* TASK TO COMPLETE
Leave the pictures out and reproduce all the entries word for word.

Region pointing data:
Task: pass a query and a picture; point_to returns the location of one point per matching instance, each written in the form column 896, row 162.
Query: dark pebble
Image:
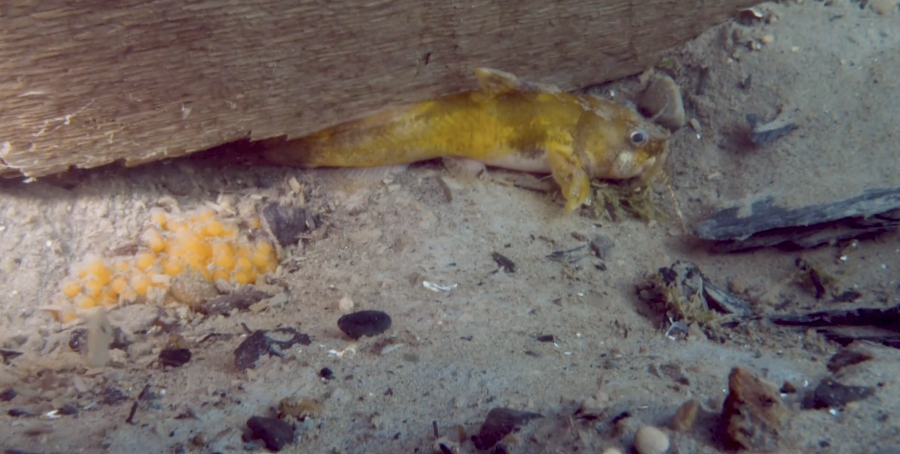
column 287, row 223
column 113, row 396
column 364, row 323
column 8, row 355
column 499, row 423
column 504, row 262
column 276, row 433
column 7, row 394
column 831, row 394
column 18, row 412
column 174, row 357
column 263, row 342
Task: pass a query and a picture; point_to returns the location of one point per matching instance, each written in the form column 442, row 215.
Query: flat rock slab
column 768, row 224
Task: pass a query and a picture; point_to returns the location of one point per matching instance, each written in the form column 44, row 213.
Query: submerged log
column 83, row 84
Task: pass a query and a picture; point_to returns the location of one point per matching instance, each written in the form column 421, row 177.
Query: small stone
column 299, row 408
column 287, row 223
column 662, row 101
column 364, row 323
column 345, row 304
column 7, row 394
column 684, row 417
column 174, row 357
column 499, row 423
column 276, row 433
column 674, row 372
column 112, row 396
column 752, row 414
column 831, row 394
column 241, row 300
column 135, row 318
column 601, row 245
column 593, row 406
column 99, row 337
column 650, row 440
column 848, row 356
column 267, row 342
column 883, row 6
column 192, row 290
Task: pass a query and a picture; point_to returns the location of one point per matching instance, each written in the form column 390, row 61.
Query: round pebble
column 364, row 323
column 650, row 440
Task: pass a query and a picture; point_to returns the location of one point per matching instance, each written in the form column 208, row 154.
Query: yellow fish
column 505, row 123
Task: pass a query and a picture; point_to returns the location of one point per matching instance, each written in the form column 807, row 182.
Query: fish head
column 618, row 143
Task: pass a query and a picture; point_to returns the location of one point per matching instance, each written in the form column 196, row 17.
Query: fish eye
column 638, row 137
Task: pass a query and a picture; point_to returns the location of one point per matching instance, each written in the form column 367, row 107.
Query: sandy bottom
column 451, row 356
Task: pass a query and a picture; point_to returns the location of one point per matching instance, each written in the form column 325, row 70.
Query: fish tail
column 386, row 138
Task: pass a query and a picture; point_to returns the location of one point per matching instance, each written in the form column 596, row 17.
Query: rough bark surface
column 93, row 82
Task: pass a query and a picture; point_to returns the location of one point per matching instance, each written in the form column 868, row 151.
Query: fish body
column 505, row 123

* RESULT BELOW
Task: pass a query and a picture; point_to returns the location of one point per matching instance, each written in the form column 896, row 162.
Query: dark pebble
Image:
column 287, row 223
column 113, row 396
column 364, row 323
column 8, row 355
column 499, row 423
column 504, row 262
column 276, row 433
column 7, row 394
column 831, row 394
column 18, row 412
column 174, row 357
column 263, row 342
Task: pass a query and a picture; point_to returns the location of one point per matching instance, each written in the form column 442, row 215.
Query: flat rock slab
column 768, row 224
Task: pass a query and a picture; point_to returns the location of one point per matching instance, each written in the form column 44, row 213.
Query: submerged log
column 83, row 84
Task: pass a query and a picture; point_to returns the location of one point per matching instance, each written in the form column 421, row 177.
Query: small stone
column 299, row 408
column 287, row 223
column 662, row 101
column 364, row 323
column 345, row 304
column 7, row 394
column 684, row 417
column 174, row 357
column 499, row 423
column 276, row 433
column 674, row 372
column 112, row 396
column 752, row 414
column 831, row 394
column 241, row 300
column 135, row 318
column 601, row 245
column 593, row 406
column 99, row 337
column 650, row 440
column 848, row 356
column 267, row 342
column 883, row 6
column 192, row 290
Task: pass a query and a picture; point_to returns the location of one point per matching instance, each written in the form column 390, row 61.
Query: round pebble
column 364, row 323
column 650, row 440
Task: pass a query and a picture; point_to returns the location of one point per matching instance, each written in the form column 208, row 154.
Query: yellow fish
column 505, row 123
Task: pass a query and a picture; point_to returns the location of one point per matching instance, each written in the form column 807, row 182.
Query: fish head
column 618, row 143
Task: pass a query and a picture; point_to returns the location of one point per matching instance, each written in the form column 196, row 17.
Query: fish eye
column 638, row 137
Task: pass a query and a picture; point_to returns the location of one point per matching instance, each written in the form column 367, row 107.
Query: sandy bottom
column 451, row 356
Task: pass a query and a picture; point_to returns the location of one point per matching instance, each written in the form column 325, row 70.
Query: fish tail
column 386, row 138
Task: pass a query and a picture; point_to returns the location of one point per matching instance, each written in the form column 596, row 17.
Query: rough bark surface
column 93, row 82
Task: pass a query and a picture; point_to returns the location of one point per matching instance, each written in the form column 868, row 151.
Query: fish body
column 505, row 123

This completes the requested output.